READING TEXT:
In analyzing the effects of the task condition on dACC related network profiles, three classes of brain regions could be identified: a) regions that were characterized by hyper-modulation during both periodic and random conditions, and therefore suggestive of task-independent network impairment in OCD (shown in Figure 5); b) regions of specific hyper-modulation during periodic (but not random epochs)(shown in Figure 6), and most extensively c) regions of specific hyper-modulation during random (but not periodic epochs)(shown in Figure 7) that highlight demand related effects on network dysfunction.
4.1 Common substrates of network dysfunction in OCD
During both conditions, OCD participants were characterized by dACC hyper-modulation of a network of regions, including the superior temporal gyrus, putamen, insula, anterior and posterior cingulate cortices, cingulate gyrus, and thalamus (Figure 5). The putative functions of these regions reinforce the idea that generalized network dysfunction in OCD may be sensitive to attention-related effects associated with the paradigm.

INSTRUCTIONS TO FOLLOW:
Can you return the part of the passage on network dysfunction in OCD starting at "4.1 Common substrates" and ending at "with the paradigm.", word for word? Rely only on the passage about network dysfunction in OCD when working on this.

Data extracted from a collection:
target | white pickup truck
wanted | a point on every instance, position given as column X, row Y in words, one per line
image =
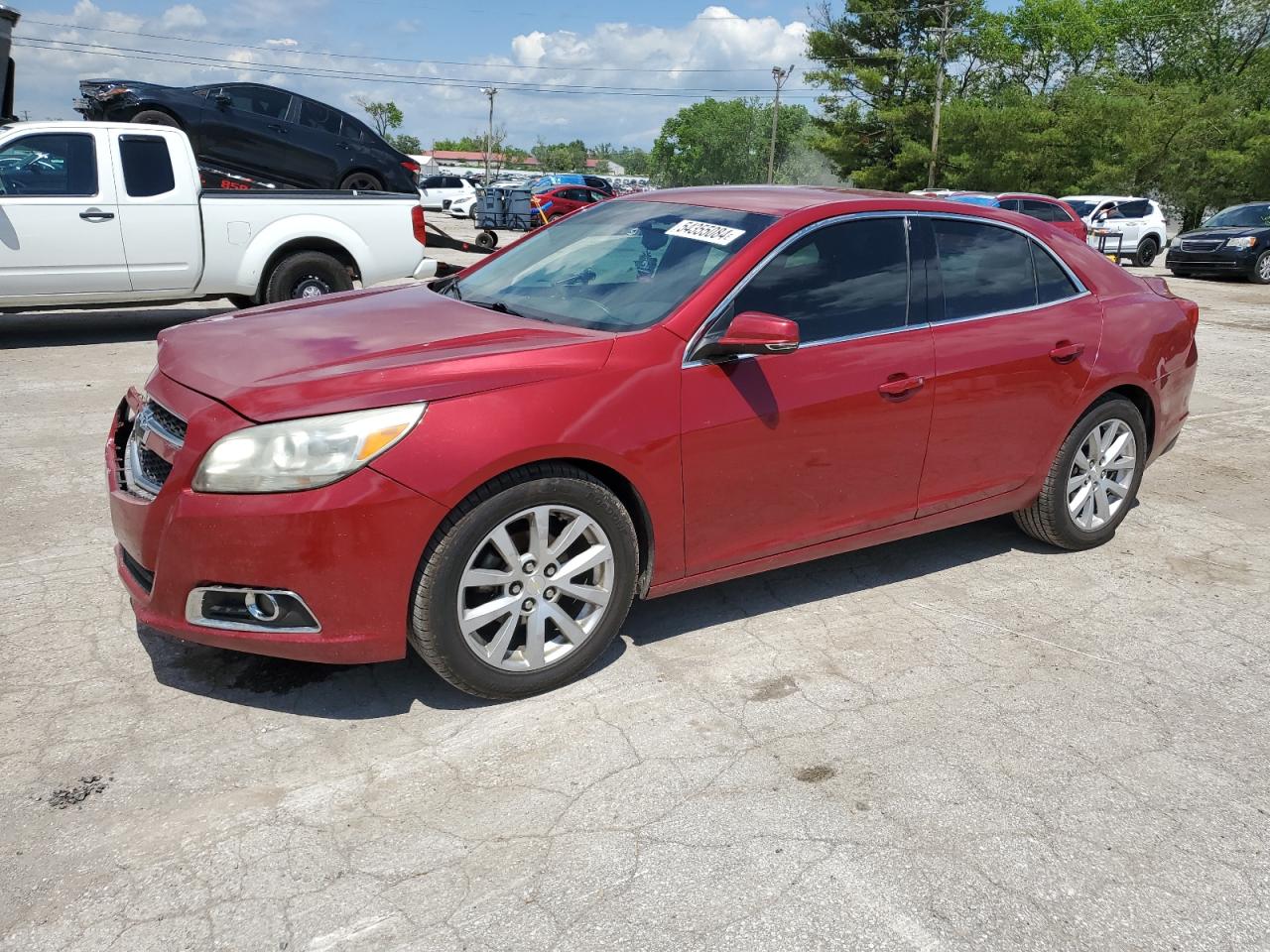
column 112, row 213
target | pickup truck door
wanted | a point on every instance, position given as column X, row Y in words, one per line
column 159, row 214
column 59, row 217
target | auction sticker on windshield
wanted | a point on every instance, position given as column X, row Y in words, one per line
column 705, row 231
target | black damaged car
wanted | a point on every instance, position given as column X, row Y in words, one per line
column 259, row 131
column 1233, row 241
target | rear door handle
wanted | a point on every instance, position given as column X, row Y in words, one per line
column 899, row 385
column 1066, row 352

ANSWER:
4.1 Common substrates of network dysfunction in OCD
During both conditions, OCD participants were characterized by dACC hyper-modulation of a network of regions, including the superior temporal gyrus, putamen, insula, anterior and posterior cingulate cortices, cingulate gyrus, and thalamus (Figure 5). The putative functions of these regions reinforce the idea that generalized network dysfunction in OCD may be sensitive to attention-related effects associated with the paradigm.